━━━ Document section

Bringing History To Life

An Application of 360 VR in Historical Studies

Hypothesis:

In the past historical documentation has relied heavily on outdated sources i.e., retro footage, drawings, or artifacts. While helpful, these things do not paint as vivid a picture of the past as is possible. This is where I believe the technology we have studied in this class can come in handy in the historical documentation field.

My hypothesis is that by using 360 drone footage to immerse viewers in the actual landscapes they study, they will have a better understanding of the events that took place there.

Technology Used:

  • 3DR Drone with dual Kodak 360 4k camera
    Use to media: Provides aerial 360 video at very high quality. Can be used to understand virtually an environment from the sky in any direction if it is rendered and shot correctly.
  • PixPro Stitching software. Used to stitch together 360 videos in post production.
    Use to media: Gives editor a chance to make 360 videos coherent. Prevents technological disruption.
  • Premiere Pro CC 2017. Utilized latest versions with VR editing modes.
    Use to media: Most popular and powerful video editing software available. Used in practically every market where video production is required.
  • Viar360. Beta website used to turn 360 content into engaging stills a videos with added infographics.
    Use to media: Turns VR footage into a coherent story by stringing shots together into a movable timetable and providing infographics.

━━━━━━
━━━ Supplied records

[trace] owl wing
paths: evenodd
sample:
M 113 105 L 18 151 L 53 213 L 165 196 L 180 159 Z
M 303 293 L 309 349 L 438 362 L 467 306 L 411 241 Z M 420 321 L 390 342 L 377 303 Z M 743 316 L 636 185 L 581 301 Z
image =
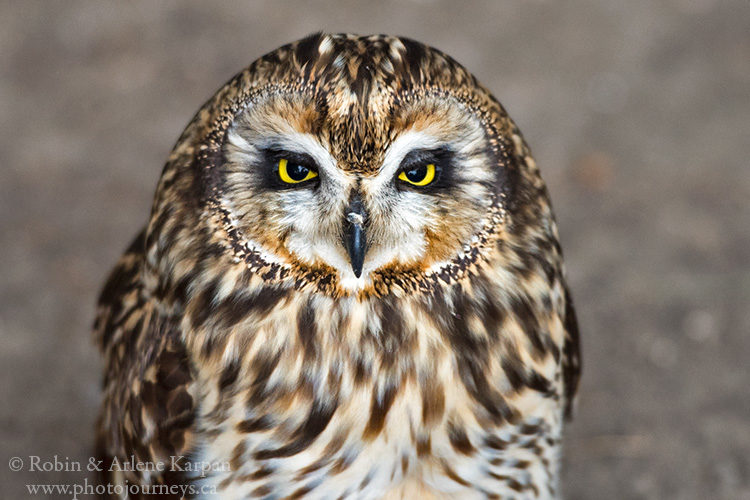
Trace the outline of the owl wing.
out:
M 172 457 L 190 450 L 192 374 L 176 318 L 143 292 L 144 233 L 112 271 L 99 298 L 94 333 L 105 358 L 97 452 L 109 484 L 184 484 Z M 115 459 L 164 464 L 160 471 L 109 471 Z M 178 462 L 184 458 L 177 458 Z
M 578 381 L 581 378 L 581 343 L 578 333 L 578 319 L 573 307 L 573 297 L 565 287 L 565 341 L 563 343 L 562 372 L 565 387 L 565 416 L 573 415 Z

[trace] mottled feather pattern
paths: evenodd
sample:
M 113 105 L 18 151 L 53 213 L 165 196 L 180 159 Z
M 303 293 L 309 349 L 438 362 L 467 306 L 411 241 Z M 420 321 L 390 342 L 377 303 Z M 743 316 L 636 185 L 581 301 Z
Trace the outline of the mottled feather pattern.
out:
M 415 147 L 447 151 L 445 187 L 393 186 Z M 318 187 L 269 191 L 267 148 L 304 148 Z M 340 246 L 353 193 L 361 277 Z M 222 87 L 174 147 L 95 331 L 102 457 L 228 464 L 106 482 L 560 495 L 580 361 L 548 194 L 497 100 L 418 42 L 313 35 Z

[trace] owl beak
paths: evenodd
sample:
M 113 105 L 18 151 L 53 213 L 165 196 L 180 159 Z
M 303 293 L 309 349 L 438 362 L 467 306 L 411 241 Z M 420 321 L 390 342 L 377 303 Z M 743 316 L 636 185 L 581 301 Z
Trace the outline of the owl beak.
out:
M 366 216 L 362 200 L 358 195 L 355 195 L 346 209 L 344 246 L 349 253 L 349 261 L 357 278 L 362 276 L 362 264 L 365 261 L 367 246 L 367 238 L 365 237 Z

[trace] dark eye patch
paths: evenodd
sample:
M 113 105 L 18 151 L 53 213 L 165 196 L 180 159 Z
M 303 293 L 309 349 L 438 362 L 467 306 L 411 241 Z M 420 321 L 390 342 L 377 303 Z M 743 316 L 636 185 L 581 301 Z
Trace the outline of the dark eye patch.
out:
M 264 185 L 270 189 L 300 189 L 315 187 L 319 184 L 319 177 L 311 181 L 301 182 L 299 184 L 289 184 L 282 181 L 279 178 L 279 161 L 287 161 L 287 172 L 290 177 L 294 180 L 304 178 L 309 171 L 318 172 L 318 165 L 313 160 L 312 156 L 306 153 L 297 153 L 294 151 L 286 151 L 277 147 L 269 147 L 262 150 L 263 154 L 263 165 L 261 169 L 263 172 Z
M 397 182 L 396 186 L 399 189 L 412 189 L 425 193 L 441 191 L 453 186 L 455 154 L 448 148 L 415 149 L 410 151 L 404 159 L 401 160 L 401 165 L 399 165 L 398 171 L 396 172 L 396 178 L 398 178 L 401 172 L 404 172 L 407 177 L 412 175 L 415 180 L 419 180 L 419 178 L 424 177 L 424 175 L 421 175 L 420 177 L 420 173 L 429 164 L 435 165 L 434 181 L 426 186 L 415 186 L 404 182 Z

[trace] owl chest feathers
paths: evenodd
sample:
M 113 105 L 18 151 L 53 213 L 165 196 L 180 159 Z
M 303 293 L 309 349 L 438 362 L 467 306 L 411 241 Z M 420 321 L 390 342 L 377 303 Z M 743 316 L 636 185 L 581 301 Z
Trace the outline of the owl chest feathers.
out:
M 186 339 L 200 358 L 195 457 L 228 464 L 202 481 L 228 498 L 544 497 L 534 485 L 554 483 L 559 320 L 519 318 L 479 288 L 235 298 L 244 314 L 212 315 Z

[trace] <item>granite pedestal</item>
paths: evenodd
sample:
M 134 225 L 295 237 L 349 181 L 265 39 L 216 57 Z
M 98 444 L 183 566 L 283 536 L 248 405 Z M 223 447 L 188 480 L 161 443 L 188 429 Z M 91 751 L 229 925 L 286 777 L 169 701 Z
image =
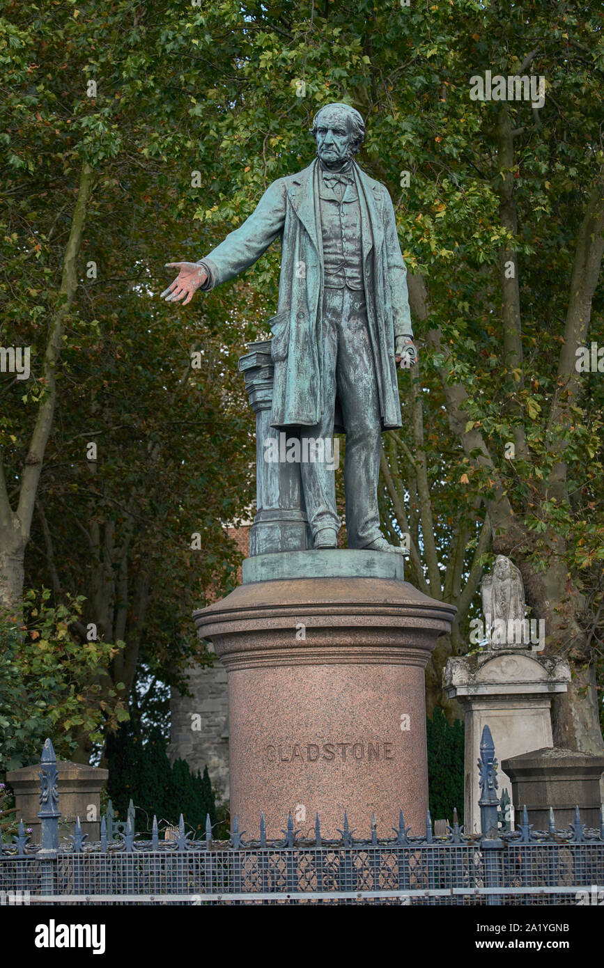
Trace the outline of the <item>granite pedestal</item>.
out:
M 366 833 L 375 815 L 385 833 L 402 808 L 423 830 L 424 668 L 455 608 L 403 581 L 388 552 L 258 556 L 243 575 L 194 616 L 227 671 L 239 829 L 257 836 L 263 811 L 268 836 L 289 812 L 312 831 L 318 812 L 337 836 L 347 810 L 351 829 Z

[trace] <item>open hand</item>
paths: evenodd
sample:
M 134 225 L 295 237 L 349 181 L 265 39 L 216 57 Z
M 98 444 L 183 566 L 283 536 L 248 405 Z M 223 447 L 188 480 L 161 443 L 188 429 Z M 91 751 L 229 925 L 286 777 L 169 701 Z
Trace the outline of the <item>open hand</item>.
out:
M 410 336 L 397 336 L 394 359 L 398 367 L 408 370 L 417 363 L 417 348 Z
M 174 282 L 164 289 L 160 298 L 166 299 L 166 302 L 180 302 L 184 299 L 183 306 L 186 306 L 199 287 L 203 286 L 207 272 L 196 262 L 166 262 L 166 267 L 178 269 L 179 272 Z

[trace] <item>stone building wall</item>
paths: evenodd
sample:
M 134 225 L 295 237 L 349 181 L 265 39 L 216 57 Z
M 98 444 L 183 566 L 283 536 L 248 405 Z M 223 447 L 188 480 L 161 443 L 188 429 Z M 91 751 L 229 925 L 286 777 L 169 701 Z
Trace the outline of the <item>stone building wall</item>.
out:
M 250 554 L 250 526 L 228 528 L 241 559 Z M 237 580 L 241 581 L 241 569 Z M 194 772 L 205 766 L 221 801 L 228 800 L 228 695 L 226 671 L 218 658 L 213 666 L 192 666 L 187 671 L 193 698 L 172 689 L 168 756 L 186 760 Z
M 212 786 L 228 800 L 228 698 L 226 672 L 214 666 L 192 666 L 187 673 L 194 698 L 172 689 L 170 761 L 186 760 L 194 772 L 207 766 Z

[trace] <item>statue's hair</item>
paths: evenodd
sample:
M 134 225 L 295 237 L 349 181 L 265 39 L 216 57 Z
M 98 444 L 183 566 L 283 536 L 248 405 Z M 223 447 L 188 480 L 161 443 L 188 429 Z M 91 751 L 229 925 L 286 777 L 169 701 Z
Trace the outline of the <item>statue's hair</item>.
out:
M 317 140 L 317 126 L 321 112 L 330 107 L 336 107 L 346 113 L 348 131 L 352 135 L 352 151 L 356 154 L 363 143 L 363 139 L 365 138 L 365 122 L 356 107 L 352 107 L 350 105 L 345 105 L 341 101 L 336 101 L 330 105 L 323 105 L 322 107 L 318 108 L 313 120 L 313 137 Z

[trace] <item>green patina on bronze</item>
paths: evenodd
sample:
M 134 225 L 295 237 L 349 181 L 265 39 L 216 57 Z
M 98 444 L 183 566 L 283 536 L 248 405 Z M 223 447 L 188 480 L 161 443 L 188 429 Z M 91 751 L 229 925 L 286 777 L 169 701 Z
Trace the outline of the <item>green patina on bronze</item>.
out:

━━━━━━

_Problems to work on_:
[1] From the line with "[trace] owl chest feathers" to the line with "M 186 339 L", reproduce the rows with "chest" switched to "breast" and nothing else altered.
[2] Continue the document on 360 VR in historical studies from the point at which it stops.
The rows have no connection to the document on 360 VR in historical studies.

_Task results_:
[1]
[trace] owl breast feathers
paths: evenodd
sample:
M 113 105 L 18 151 L 53 213 L 165 196 L 180 159 Z
M 303 293 L 309 349 L 438 362 L 467 306 L 411 241 Z M 420 321 L 390 342 L 377 303 Z M 743 316 L 636 185 L 581 301 Z
Trace the outline of the owl breast feathers.
out:
M 186 339 L 200 358 L 195 457 L 228 464 L 202 481 L 228 498 L 544 497 L 534 485 L 554 483 L 559 320 L 519 318 L 479 288 L 235 298 L 244 314 L 212 315 Z

[2]
Hypothesis Details:

I am lucky enough to be stationed in one of the most historically rich areas in the modern world, southern Belgium. This area saw the Napoleonic wars, the 100 Years War, WW1 and WW2. We decided to cross the French border into the city of Maubeuge where one of the largest sieges in WW1 took place. There were plenty of sites to see in the heart of the city that would have been great footage as well, however, French law prohibits drone operations in cities or densely populated areas. The war cemetery of Maubeuge served as a nice alternative.

Our target audience is fairly vast. This includes historians, reporters, journalists, professors, or anyone else who has a need/desire to gather vast 360 footage of historical sites. This can even range to hobbyists who simply find the footage captivating.

Field Test:

As stated, we decided on the nearby historic city of Maubeuge. The cemetery was far enough outside of the city to where we weren’t going to get arrested for breaking drone laws, but relevant enough to where we could get captivating video of a historically relevant area.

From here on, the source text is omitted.